_Stated problem 1_.
Gather every line in the listing below that contains the word "street".
##########
1987 passings: John Huston

John Huston

A lot happened in the year 1987, including the debut of a family-friendly TV sitcom set in San Francisco. The name of the show was Full House, and we’ll be doing a deep dive into this popular comedy over the coming weeks.

But first, to get a sense of the times and trends that helped shape this series, here’s a notable obituary from 1987 — John Huston.


John Huston was an American film director, screenwriter, actor and visual artist. He wrote the screenplays for most of the 37 feature films he directed, many of which are today considered classics, including The Maltese Falcon (1941), The Treasure of the Sierra Madre (1948), The Asphalt Jungle (1950), The African Queen (1951), The Misfits (1961), Fat City (1972), The Man Who Would Be King (1975) and Prizzi’s Honor (1985). During his 46-year career, Huston received 15 Academy Award nominations, winning twice. He also directed both his father, Walter Huston, and daughter, Anjelica Huston, to Oscar wins.

In his early years, Huston studied and worked as a fine art painter in Paris. He then moved to Mexico and began writing first plays and short stories, and later working in Los Angeles as a Hollywood screenwriter, and was nominated for several Academy Awards writing for films directed by William Dieterle and Howard Hawks, among others. His directorial debut came with The Maltese Falcon, which despite its small budget became a commercial and critical hit; he would continue to be a successful, if iconoclastic, Hollywood director for the next 45 years. He explored the visual aspects of his films throughout his career, sketching each scene on paper beforehand, then carefully framing his characters during the shooting. While most directors rely on post-production editing to shape their final work, Huston instead created his films while they were being shot, with little editing needed. Some of Huston’s films were adaptations of important novels, often depicting a “heroic quest,” as in Moby Dick, or The Red Badge of Courage. In many films, different groups of people, while struggling toward a common goal, would become doomed, forming “destructive alliances,” giving the films a dramatic and visual tension. Many of his films involved themes such as religion, meaning, truth, freedom, psychology, colonialism, and war.
##########
_Stated problem 2_.
Copy the passage of the John Huston obituary above, starting with "A lot happened" and going on through "1987 — John Huston.".
##########
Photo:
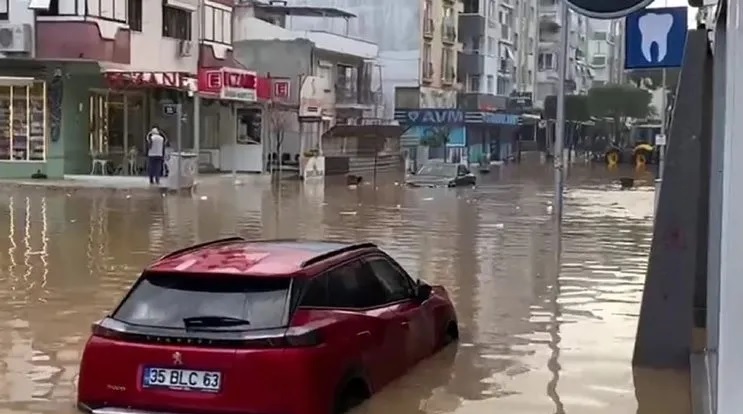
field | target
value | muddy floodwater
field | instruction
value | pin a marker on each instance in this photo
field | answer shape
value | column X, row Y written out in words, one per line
column 536, row 337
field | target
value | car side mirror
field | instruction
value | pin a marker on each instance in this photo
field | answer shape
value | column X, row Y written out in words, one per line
column 423, row 291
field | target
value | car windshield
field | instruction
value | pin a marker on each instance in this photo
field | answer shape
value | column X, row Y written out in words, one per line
column 176, row 300
column 439, row 170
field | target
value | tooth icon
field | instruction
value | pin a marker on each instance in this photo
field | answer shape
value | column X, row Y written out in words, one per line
column 654, row 29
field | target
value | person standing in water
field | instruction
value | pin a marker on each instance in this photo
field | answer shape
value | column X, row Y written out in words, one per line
column 155, row 155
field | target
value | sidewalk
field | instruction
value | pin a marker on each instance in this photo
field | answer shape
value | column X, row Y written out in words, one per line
column 126, row 184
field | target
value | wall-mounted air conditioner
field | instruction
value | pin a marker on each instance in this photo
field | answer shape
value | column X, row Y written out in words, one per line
column 15, row 38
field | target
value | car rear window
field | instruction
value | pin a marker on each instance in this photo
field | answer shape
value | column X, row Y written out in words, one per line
column 164, row 300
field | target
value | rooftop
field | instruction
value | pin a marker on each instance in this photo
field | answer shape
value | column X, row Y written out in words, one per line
column 254, row 258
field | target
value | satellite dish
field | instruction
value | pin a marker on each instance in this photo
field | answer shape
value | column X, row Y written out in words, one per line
column 607, row 9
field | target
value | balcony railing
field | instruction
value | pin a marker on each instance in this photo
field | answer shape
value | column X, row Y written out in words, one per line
column 449, row 75
column 427, row 71
column 428, row 28
column 448, row 33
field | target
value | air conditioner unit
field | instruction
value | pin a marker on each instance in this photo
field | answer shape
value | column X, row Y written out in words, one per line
column 184, row 48
column 15, row 38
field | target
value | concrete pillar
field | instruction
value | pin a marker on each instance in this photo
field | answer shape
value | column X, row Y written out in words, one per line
column 730, row 367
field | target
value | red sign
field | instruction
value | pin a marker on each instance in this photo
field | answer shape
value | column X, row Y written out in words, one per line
column 228, row 83
column 124, row 79
column 280, row 89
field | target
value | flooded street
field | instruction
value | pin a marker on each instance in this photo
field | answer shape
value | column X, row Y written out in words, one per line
column 531, row 341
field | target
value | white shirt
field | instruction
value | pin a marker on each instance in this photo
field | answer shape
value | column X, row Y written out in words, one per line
column 157, row 144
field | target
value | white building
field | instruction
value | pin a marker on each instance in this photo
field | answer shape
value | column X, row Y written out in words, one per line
column 606, row 50
column 579, row 73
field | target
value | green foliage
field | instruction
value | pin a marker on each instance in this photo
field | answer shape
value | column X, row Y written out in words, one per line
column 618, row 102
column 653, row 78
column 576, row 108
column 436, row 137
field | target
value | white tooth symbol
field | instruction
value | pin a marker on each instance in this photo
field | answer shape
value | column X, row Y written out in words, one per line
column 654, row 29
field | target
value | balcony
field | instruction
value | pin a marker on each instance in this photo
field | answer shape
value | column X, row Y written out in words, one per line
column 449, row 75
column 471, row 25
column 428, row 28
column 448, row 33
column 470, row 63
column 427, row 72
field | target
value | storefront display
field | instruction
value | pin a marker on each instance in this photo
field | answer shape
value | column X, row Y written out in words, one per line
column 23, row 122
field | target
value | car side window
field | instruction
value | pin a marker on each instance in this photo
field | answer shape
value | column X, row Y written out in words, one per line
column 316, row 293
column 397, row 283
column 355, row 286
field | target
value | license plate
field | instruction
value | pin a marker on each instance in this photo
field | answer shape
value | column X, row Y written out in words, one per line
column 182, row 379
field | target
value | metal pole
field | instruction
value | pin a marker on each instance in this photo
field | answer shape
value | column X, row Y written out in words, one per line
column 196, row 130
column 179, row 143
column 234, row 152
column 562, row 66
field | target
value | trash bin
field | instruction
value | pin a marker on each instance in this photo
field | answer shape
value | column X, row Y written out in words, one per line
column 181, row 170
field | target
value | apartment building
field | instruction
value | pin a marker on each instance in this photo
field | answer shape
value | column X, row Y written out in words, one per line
column 498, row 50
column 605, row 51
column 83, row 81
column 418, row 46
column 579, row 73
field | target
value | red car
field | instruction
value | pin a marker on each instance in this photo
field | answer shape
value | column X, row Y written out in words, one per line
column 262, row 327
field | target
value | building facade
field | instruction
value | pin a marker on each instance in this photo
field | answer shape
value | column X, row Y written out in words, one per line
column 579, row 73
column 331, row 78
column 605, row 51
column 83, row 81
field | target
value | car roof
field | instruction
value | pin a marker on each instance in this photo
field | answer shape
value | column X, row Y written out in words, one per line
column 238, row 256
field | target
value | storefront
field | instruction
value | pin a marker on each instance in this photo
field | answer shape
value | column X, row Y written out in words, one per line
column 228, row 141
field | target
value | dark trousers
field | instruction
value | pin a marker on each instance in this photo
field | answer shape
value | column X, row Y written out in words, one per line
column 154, row 169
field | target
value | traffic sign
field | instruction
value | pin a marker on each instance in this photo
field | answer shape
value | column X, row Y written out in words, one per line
column 655, row 38
column 607, row 9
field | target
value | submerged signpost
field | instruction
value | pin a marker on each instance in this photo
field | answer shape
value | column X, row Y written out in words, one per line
column 597, row 9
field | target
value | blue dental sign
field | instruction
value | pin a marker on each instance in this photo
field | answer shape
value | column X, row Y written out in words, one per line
column 656, row 38
column 606, row 9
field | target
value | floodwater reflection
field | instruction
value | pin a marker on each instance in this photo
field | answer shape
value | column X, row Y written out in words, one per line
column 535, row 337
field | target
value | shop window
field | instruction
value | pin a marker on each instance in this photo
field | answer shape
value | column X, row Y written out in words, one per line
column 134, row 15
column 176, row 23
column 23, row 122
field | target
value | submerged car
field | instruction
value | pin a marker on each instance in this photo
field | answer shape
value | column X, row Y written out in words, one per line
column 282, row 326
column 441, row 174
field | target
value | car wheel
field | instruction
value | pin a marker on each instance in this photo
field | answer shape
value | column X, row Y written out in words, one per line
column 351, row 395
column 451, row 333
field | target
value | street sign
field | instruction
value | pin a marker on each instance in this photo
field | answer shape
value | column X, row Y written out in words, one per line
column 655, row 38
column 606, row 9
column 170, row 109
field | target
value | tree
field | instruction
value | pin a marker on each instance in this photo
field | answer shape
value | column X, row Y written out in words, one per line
column 618, row 102
column 653, row 78
column 280, row 121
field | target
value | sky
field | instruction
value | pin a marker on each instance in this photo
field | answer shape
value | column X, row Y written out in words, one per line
column 676, row 3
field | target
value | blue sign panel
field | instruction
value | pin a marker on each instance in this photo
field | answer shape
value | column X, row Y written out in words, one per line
column 655, row 38
column 431, row 116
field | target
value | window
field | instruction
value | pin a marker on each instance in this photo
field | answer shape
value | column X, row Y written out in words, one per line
column 474, row 84
column 176, row 23
column 217, row 25
column 164, row 300
column 397, row 283
column 135, row 15
column 4, row 8
column 598, row 61
column 23, row 122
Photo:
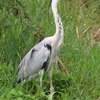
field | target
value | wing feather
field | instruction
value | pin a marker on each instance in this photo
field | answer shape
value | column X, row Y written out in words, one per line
column 34, row 61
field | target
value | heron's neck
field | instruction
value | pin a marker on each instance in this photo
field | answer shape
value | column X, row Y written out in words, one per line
column 59, row 27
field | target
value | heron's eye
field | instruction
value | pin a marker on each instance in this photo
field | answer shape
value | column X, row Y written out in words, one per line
column 48, row 46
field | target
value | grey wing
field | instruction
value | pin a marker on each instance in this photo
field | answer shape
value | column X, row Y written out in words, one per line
column 34, row 61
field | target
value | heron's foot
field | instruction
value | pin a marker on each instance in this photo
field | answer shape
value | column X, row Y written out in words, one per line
column 51, row 89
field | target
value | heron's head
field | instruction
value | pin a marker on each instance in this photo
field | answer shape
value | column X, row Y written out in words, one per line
column 48, row 46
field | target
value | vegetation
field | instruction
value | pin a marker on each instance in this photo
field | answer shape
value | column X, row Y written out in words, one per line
column 22, row 25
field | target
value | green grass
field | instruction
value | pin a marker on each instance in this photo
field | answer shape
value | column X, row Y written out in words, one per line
column 20, row 23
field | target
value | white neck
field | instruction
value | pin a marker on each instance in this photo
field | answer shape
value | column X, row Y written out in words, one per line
column 59, row 27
##########
_Complete response 1_.
value | flooded street
value | street sign

_Complete response 2_.
A lot happened in the year 1987, including the debut of a family-friendly TV sitcom set in San Francisco. The name of the show was Full House, and we’ll be doing a deep dive into this popular comedy over the coming weeks.

But first, to get a sense of the times and trends that helped shape this series, here’s a notable obituary from 1987 — John Huston.